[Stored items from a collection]

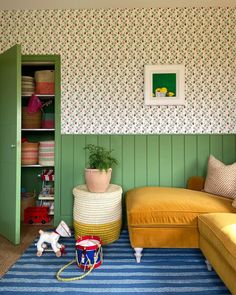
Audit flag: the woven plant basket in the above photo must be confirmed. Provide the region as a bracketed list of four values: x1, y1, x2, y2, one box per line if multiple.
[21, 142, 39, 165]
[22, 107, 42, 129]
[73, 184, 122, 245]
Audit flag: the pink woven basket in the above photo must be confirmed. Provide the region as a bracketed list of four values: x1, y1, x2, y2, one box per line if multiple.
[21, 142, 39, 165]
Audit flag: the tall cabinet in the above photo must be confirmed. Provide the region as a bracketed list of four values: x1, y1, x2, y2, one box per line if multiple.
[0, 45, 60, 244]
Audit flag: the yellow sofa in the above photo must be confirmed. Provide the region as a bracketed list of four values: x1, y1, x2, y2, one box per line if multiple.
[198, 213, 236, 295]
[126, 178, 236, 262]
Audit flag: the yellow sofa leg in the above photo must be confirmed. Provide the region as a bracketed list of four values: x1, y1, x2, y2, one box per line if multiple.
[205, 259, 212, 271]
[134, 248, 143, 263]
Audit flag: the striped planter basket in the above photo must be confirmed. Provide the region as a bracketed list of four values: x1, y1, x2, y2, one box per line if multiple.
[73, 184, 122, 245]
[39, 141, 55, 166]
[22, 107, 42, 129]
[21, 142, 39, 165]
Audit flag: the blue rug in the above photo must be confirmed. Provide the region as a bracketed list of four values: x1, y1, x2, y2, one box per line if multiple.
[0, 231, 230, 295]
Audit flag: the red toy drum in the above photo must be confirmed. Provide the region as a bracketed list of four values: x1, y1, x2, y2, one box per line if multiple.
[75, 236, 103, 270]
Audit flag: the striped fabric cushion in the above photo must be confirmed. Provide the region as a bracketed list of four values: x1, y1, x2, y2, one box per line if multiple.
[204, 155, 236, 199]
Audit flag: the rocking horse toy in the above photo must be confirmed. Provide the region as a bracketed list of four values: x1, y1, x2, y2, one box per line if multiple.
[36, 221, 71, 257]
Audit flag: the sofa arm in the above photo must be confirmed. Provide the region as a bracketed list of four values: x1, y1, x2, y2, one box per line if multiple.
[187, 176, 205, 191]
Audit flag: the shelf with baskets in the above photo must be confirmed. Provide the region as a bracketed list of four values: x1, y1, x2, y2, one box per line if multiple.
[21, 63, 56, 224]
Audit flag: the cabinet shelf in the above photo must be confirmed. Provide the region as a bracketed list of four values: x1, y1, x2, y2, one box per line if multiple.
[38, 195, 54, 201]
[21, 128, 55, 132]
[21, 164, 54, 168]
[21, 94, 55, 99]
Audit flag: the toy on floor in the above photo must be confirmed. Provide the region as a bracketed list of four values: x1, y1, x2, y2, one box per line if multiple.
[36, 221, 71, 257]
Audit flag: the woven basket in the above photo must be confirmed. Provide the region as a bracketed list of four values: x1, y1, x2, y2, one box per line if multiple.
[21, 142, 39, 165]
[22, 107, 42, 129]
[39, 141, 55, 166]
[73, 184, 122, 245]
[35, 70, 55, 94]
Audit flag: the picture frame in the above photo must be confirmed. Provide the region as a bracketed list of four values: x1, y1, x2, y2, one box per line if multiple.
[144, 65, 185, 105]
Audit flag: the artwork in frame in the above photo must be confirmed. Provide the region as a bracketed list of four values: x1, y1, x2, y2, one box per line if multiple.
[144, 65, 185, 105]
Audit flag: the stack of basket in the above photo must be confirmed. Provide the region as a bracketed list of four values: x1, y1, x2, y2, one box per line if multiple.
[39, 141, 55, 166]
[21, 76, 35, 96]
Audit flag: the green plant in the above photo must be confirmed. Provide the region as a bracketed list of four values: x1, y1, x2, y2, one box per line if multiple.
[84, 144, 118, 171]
---
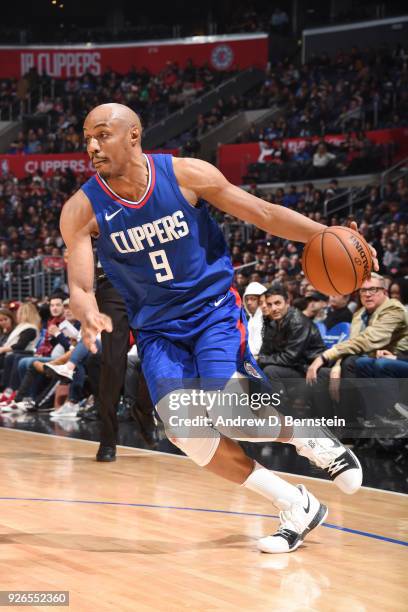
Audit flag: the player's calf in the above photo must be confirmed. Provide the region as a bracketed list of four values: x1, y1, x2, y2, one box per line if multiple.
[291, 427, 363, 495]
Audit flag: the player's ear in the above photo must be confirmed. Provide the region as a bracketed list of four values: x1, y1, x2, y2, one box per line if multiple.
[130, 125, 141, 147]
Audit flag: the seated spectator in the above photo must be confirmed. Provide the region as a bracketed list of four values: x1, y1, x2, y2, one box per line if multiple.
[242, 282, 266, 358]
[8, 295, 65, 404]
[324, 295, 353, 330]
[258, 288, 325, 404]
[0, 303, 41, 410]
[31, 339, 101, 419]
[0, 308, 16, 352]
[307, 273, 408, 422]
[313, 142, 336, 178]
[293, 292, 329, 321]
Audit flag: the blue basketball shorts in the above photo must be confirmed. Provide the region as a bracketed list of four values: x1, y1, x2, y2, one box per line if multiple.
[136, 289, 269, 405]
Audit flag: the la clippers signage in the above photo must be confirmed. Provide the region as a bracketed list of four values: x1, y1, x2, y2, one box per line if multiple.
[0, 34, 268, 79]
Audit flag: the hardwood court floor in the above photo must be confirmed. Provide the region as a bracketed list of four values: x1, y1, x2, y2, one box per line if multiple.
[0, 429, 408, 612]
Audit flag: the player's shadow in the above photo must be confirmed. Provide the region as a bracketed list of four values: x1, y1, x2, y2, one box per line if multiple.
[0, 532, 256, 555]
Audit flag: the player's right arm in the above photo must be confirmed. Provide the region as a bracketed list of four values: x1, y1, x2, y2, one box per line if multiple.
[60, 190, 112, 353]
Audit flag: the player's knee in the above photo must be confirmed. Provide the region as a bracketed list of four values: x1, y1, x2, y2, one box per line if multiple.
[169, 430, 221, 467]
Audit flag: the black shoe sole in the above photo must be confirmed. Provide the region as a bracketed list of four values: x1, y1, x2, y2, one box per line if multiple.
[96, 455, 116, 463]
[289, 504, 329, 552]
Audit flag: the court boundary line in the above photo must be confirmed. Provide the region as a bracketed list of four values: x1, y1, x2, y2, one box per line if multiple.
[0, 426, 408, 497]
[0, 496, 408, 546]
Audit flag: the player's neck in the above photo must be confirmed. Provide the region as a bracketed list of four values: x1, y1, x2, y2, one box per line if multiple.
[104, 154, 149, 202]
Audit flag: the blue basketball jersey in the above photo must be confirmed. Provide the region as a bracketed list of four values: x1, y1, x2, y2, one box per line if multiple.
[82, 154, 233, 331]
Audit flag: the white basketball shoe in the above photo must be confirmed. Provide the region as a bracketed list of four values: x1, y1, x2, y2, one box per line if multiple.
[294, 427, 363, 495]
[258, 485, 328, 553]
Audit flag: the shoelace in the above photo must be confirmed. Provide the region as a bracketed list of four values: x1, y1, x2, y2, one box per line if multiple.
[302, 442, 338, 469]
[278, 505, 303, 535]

Task statement: Rewrite the records from the line containing "Audit flag: the player's knee" through the line containing "[289, 504, 329, 552]", keeping every request line as it is. Shift each box coordinate in the answers up by 5.

Task output:
Audit flag: the player's knee in the above photo must be confirmed. Provide the region as a bracketed list of four values: x1, y1, x2, y2, one box per line if multiple.
[174, 435, 226, 472]
Audit flag: the black shoe sole in the above photo must be confirmed. Provide the region as a bracketed list of four values: x1, y1, x2, y2, one box per line if multiple.
[101, 460, 121, 468]
[294, 509, 334, 557]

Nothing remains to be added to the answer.